Excerpt to read -
*****

Infers the schema of each JSON/NDJSON file individually via DuckDB's `read_json_auto()` and merges the results using type-widening rules. Processing files one at a time avoids the out-of-memory errors that occur when opening all files in a single DuckDB query.
Usage
infer_json_schema(
con,
files,
sample_size = 20,
extra_options = "",
verbose = TRUE,
schema_cache_dir = NULL
)Arguments
- con
An active DuckDB connection (`DBI::dbConnect(duckdb::duckdb())`) with the JSON extension loaded (`LOAD json`).
- files
Character vector of paths to JSON or NDJSON (`.gz`) files.
- sample_size
Number of files to sample for schema inference. Higher values give more accurate schemas but take longer. Use `0` or `NULL` to use all files. Default is `20`.

*****

Recorded information -
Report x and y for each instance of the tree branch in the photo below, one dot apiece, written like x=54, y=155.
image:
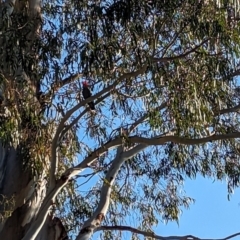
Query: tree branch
x=92, y=223
x=60, y=128
x=153, y=235
x=182, y=140
x=43, y=211
x=81, y=115
x=229, y=110
x=59, y=84
x=145, y=116
x=167, y=59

*****

Challenge 1 -
Do these statements agree with the infer_json_schema reference? Answer yes or no for each, and quote the words of the reference that decide it.
(a) Files are handled one at a time to avoid running out of memory.
(b) The default value of sample_size is 50.
(c) Giving sample_size a value of 0 makes the function use every file.
Challenge 2 - Extend the infer_json_schema reference, starting right after its sample_size entry and keeping the same layout.

Output 1 -
(a) Yes: "Processing files one at a time avoids the out-of-memory errors that occur when opening all files in a single DuckDB query."
(b) No: "Default is `20`."
(c) Yes: "Use `0` or `NULL` to use all files."

Output 2 -
- extra_options
Additional options appended to the `read_json_auto` SQL call, e.g. `", maximum_object_size=1000000000"` for large JSON objects. Default is `""`.
- verbose
If `TRUE`, print progress messages and a progress bar. Default is `TRUE`.
- schema_cache_dir
Path to a directory for caching per-file and unified schemas. The directory is created if it does not exist. `NULL` (default) disables caching.
Value
A DuckDB columns clause string (e.g.
"{'col1': 'VARCHAR', 'col2': 'BIGINT', ...}") suitable for use as
the `columns` argument to `read_json()`. Returns `NULL` if schema
inference fails for all files.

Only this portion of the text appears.